■ Provided passage:
#####

The next night, it identifies the same massive segment to analyze (now 201GB) and maybe gives it an even higher priority. The job tries to analyse it IN EXACTLY THE SAME WAY as before. Oddly enough {this is sarcasm} it usually fails. The only reason it WILL succeed is if the night before the automated job managed to analyse other segments and fewer new ones need considering tonight, so it can spend more time on each segment. In my experience this is unlikely.

As a result, the object will probably fail to be analysed every night until the weekend, when the automated job gets to spend 2 whole days analysing segments and so can give each one more time. Unless you spot the error yourself and do a manual dbms_stats.gather_xxx statement yourself, with a low sample size that is likely to succeed.

How can you tell this is happening, or has happened? Look at the history of schema/database wide statsistics gathering operations in the table DBA_OPTSTAT_OPERATIONS . If a job ran all night, it probably choked {in the below, I look at table sys.WRI_OPSTAT_OPR – it is the underlying object}:

The highlighted record is an example of where the automated stats job ran all night. It did this because it choked on a large segment. There are 3 other examples of this in this screen shot. Once the job starts choking, it becomes a constant problem!

The highlighted record is an example of where the automated stats job ran all night. It did this because it choked on a large segment. There are 3 other examples of this in this screen shot. Once the job starts choking, it becomes a constant problem!

#####

■ Provided records:
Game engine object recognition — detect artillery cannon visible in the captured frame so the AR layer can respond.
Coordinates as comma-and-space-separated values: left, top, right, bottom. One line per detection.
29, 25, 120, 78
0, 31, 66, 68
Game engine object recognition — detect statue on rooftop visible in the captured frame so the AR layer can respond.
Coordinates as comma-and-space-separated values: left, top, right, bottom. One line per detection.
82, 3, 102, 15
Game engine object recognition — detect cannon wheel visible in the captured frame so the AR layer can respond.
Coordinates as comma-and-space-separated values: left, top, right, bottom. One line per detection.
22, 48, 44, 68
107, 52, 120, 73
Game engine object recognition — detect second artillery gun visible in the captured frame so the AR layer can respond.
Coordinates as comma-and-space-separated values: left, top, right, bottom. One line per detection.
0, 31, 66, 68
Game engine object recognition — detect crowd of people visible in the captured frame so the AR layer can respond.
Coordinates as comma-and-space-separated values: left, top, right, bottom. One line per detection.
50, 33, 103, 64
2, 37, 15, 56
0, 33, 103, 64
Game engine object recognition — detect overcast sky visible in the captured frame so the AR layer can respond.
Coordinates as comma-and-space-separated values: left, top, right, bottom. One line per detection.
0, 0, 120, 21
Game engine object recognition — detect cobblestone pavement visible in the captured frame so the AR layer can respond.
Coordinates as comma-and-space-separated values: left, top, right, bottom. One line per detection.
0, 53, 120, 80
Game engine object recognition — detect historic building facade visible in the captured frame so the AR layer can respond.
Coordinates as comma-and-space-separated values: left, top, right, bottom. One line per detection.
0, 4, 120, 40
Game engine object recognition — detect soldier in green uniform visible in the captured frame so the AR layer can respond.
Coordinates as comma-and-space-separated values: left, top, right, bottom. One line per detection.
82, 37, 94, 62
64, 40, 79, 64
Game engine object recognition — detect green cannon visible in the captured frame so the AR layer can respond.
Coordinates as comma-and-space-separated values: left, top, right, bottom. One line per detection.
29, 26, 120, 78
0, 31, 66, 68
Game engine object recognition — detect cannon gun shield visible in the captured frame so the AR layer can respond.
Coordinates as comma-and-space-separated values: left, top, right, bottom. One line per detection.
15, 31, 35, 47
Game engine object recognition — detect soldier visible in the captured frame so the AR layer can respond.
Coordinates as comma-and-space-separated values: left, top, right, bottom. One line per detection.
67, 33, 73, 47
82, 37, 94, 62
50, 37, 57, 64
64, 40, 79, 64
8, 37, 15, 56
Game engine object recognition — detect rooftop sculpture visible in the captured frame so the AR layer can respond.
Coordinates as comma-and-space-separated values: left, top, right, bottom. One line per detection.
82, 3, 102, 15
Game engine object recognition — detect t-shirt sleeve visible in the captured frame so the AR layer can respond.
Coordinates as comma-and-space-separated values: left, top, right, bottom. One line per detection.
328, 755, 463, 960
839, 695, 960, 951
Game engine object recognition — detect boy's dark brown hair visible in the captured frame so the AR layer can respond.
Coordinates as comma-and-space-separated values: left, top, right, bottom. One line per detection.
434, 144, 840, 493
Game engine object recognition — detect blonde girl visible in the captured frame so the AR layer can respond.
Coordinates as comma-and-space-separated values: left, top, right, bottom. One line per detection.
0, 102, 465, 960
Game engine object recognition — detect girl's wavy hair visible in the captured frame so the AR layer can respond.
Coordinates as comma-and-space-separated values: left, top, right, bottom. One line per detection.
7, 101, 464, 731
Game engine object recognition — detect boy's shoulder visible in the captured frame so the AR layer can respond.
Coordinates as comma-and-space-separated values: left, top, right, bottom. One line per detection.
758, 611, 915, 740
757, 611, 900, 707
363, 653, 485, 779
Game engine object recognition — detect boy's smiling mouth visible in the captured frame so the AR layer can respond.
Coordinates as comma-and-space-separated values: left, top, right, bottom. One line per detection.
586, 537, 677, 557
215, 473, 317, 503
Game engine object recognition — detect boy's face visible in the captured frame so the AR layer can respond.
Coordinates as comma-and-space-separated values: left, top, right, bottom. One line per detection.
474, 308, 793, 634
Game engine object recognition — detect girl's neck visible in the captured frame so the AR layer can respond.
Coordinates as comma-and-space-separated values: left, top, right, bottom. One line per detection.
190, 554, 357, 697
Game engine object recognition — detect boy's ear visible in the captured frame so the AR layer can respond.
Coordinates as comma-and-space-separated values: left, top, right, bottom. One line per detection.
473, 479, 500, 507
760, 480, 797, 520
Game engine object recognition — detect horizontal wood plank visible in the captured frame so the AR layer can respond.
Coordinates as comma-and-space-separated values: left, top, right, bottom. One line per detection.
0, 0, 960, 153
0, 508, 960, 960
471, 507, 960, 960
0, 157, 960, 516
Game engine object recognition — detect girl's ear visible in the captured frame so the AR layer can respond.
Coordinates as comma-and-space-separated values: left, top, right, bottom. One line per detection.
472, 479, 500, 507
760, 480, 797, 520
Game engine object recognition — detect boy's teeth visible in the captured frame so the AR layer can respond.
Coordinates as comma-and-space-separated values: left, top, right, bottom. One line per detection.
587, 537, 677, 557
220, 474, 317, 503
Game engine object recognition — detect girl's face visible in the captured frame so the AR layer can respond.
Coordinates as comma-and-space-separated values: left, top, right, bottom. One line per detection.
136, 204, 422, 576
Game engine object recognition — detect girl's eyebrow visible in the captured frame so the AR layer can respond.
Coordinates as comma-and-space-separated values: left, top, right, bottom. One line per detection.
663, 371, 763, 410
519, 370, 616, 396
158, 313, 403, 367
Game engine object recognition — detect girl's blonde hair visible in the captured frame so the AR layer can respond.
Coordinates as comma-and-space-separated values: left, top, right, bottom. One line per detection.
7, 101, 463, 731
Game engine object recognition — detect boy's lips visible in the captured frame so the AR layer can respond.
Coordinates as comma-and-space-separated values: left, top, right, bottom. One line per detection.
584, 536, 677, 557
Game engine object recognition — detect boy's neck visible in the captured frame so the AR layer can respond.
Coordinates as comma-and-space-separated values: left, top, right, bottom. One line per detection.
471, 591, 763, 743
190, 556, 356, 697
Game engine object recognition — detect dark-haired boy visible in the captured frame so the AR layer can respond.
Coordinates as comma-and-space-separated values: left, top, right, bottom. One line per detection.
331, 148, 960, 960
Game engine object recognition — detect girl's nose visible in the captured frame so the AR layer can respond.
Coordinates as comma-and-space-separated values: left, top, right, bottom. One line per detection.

#####

■ What you will do:
[1] Repeat the part of the passage on the automated statistics job between "As a result, the" and "likely to succeed.", inclusive.
[2] Answer these questions using the passage on the automated statistics job:
(a) How large is the segment the job identifies to analyze on the next night?
(b) Which table holds the history of schema/database wide statistics gathering operations?
(c) How many whole days does the automated job get to analyze segments at the weekend?
[3] Carry on the passage on the automated statistics job with the next part that follows its final sentence.
The entries have no connection to the passage on the automated statistics job.

■ Exercise answers:
[1]
As a result, the object will probably fail to be analysed every night until the weekend, when the automated job gets to spend 2 whole days analysing segments and so can give each one more time. Unless you spot the error yourself and do a manual dbms_stats.gather_xxx statement yourself, with a low sample size that is likely to succeed.

[2]
(a) 201GB
(b) DBA_OPTSTAT_OPERATIONS
(c) 2 whole days

[3]
{You may ask why this is not failing the next night, like I claimed. It was because we were sorting out the failure the next morning, but had not yet properly fixed the problem}

So, for very large segments, the automated stats job can fail to analyse them.


No error appears in the alert log that I have seen, OEM or grid control does not seem to flag it up anywhere on the system summary or performance monitoring pages.

In OEM you can look at the latest stats run and see how it did. It lies. {Well, last time I checked it lies, I do not currently have access to OEM on a site suffering from the problem and, as you can imagine, clients do not want me to create massive tables just to fake this up for my blog 🙂 }. OEM has a screen to show the activity of the latest automated stats gathering run but, even though it has the option to look for objects for which there is a timeout, it does not show them.

Even though there appears to be the option to show objects for which the stats gather timed out, at least in this version it does not.

Even though there appears to be the option to show objects for which the stats gather timed out, at least in this version it does not.

This situation can get completly out of hand. In the below, pulled out with this script here from one site I have seen, the stats was choking every night. Not only at night, it was now choking every weekend {click on “view plain” to see a better layout} .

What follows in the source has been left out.